» AIM: Every record below is to be retyped exactly.

» DATA LISTING:
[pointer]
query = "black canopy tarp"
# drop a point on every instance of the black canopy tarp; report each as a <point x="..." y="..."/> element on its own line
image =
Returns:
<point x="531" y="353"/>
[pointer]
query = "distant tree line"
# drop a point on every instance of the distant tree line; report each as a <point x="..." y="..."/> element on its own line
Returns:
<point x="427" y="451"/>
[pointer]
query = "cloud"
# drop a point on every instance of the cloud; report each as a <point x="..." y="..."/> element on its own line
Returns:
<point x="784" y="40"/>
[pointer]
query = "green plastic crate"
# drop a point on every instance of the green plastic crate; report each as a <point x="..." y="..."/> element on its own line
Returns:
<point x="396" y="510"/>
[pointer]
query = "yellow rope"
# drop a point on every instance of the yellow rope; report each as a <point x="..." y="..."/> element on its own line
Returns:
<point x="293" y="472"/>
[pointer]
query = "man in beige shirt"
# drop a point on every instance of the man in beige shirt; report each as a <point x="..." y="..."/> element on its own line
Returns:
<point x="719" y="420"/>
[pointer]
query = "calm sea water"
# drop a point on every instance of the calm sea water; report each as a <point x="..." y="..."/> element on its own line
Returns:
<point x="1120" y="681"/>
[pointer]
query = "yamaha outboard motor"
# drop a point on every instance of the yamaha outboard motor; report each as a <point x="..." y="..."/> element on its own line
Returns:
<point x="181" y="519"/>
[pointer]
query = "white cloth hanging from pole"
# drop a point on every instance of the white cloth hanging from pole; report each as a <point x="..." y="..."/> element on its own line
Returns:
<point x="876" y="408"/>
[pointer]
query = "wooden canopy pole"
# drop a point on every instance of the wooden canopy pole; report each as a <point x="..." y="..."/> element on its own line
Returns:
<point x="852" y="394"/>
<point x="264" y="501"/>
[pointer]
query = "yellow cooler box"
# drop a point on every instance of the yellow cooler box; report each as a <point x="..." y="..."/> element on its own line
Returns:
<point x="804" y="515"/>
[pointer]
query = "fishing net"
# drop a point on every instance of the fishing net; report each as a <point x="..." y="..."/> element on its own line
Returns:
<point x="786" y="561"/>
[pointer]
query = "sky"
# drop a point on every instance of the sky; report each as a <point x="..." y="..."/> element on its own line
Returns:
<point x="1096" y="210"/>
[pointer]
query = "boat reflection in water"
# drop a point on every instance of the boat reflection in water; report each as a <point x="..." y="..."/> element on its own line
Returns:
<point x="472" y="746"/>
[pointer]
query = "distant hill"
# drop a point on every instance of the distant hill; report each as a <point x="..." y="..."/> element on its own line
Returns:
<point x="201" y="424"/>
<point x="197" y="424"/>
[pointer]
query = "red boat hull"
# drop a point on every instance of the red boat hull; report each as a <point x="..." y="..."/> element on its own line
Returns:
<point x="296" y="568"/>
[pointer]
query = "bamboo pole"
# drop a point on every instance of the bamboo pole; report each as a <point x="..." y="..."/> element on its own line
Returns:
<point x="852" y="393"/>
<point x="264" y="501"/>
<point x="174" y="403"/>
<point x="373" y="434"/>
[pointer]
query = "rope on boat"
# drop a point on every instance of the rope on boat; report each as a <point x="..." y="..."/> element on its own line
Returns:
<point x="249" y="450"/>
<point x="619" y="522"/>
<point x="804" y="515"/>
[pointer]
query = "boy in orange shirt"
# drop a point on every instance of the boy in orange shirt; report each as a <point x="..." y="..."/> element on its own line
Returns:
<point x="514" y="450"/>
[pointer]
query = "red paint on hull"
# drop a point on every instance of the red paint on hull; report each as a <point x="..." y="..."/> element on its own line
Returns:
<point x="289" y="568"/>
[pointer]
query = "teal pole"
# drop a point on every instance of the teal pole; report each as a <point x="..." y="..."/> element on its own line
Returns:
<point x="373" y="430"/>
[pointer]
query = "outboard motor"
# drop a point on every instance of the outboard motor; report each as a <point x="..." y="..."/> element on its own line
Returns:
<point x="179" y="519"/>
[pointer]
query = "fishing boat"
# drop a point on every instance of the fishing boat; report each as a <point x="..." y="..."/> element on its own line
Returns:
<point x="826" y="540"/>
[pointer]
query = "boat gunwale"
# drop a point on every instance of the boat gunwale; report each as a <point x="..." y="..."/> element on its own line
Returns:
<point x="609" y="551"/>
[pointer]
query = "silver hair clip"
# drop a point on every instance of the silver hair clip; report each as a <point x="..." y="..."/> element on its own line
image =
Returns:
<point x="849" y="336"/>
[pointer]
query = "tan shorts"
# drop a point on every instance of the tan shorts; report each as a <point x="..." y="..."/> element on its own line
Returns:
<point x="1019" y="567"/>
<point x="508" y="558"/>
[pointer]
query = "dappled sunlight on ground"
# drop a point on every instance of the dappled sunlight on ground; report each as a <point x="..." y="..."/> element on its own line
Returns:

» ANSWER IN FULL:
[pointer]
query = "black canopy tarp"
# drop a point on every instance of the black canopy tarp; report each as a <point x="..." y="..."/> element on its own line
image =
Returns:
<point x="531" y="353"/>
[pointer]
query = "distant tree line"
# drop a point on every instance of the distant tree line; report each as a <point x="..." y="..."/> element on its own line
Returns:
<point x="427" y="451"/>
[pointer]
query = "cloud"
# drop a point on every instance of the cloud; report each as a <point x="..." y="..."/> element on its own line
Returns:
<point x="784" y="40"/>
[pointer]
query = "green plastic crate"
# drop a point on every instance of the green plastic crate; report each as a <point x="..." y="..."/> element on its own line
Returns:
<point x="396" y="510"/>
[pointer]
query = "yellow rope"
# drop a point on every instance of the yellow rope; report each as a <point x="..." y="..."/> element on its own line
Returns:
<point x="293" y="472"/>
[pointer]
query = "man in beige shirt"
# drop a point on every instance of the man in beige shirt; report each as a <point x="..." y="..."/> element on its own line
Returns:
<point x="719" y="420"/>
[pointer]
query = "calm sea water"
# drop a point on every instance of the calm sea water; report each as a <point x="..." y="..."/> element on its own line
Returns:
<point x="1120" y="681"/>
[pointer]
query = "yamaha outboard motor"
# drop a point on every instance of the yamaha outboard motor; report each as a <point x="..." y="..."/> element on its own line
Returns:
<point x="181" y="519"/>
[pointer]
query = "white cloth hanging from pole"
# drop a point on every instance of the white cloth hanging from pole; report each as a <point x="..." y="..."/> element on its own line
Returns:
<point x="876" y="408"/>
[pointer]
query = "wooden canopy pole"
# drop a point on every instance of the wooden canopy pole; report each as a <point x="..." y="..."/> element on its own line
Returns:
<point x="852" y="394"/>
<point x="264" y="501"/>
[pointer]
query = "yellow cooler box"
# drop a point on every instance of the yellow cooler box; report each as a <point x="..." y="..."/> element on its own line
Returns:
<point x="804" y="515"/>
[pointer]
query = "fishing net"
# drop a point on every instance of the fishing net; report each as a <point x="..." y="..."/> element on its own line
Returns:
<point x="786" y="561"/>
[pointer]
query = "sky"
# drop a point on every instance of the sky; report each as a <point x="..." y="..."/> element on its own line
Returns:
<point x="1096" y="210"/>
[pointer]
query = "boat reflection in water"
# drop a point on every instance of the boat reflection in water; report each as a <point x="..." y="..."/> element on its own line
Returns:
<point x="472" y="746"/>
[pointer]
query = "distant hill"
# drop a point on every instance of the distant hill; report each as a <point x="..." y="..."/> element on its own line
Returns:
<point x="201" y="424"/>
<point x="197" y="424"/>
[pointer]
query = "red boat hull"
# drop a point on every instance of the red boat hull; report each as a <point x="..." y="..."/> element on its own line
Returns:
<point x="296" y="568"/>
[pointer]
query = "bamboo pole"
# drop a point on every instance of the bamboo pole; report each as a <point x="..." y="..."/> element on its own line
Returns:
<point x="852" y="393"/>
<point x="264" y="501"/>
<point x="174" y="403"/>
<point x="373" y="434"/>
[pointer]
query = "rope on boat"
# drop a point on every instance of the rope on boat; report each as a <point x="..." y="..."/> element on its own line
Returns:
<point x="249" y="450"/>
<point x="619" y="522"/>
<point x="804" y="515"/>
[pointer]
query = "boy in orange shirt"
# drop a point on every instance of the boy in orange shirt; report each as a <point x="..." y="..."/> element on its own line
Returns:
<point x="514" y="450"/>
[pointer]
query = "red paint on hull"
# drop a point on every instance of the red paint on hull; report each as a <point x="..." y="..."/> element on its own line
Returns:
<point x="289" y="568"/>
[pointer]
query = "teal pole"
# drop a point on every instance of the teal pole; report each as a <point x="..." y="..."/> element on its own line
Returns:
<point x="373" y="430"/>
[pointer]
query = "outboard motor"
# drop a point on every instance of the outboard motor; report each as a <point x="..." y="..."/> element on its own line
Returns:
<point x="179" y="519"/>
[pointer]
query = "fishing boat"
# drop a point on every instance of the fishing boat; report each as a <point x="..." y="..."/> element on its own line
Returns:
<point x="826" y="540"/>
[pointer]
query = "boat gunwale"
# drop a point on every instance of the boat gunwale; report each as a <point x="..." y="..."/> element on its own line
Returns:
<point x="609" y="551"/>
[pointer]
query = "silver hair clip"
# drop a point on every instance of the silver hair clip; report each as a <point x="..." y="..."/> element on its own line
image =
Returns:
<point x="849" y="336"/>
[pointer]
query = "tan shorts"
# drop a point on every instance of the tan shorts; report each as a <point x="..." y="..."/> element on its own line
Returns:
<point x="1019" y="567"/>
<point x="508" y="558"/>
[pointer]
query = "dappled sunlight on ground"
# drop a point on every instance of the dappled sunlight on ground; report each as a <point x="..." y="..."/> element on its own line
Returns:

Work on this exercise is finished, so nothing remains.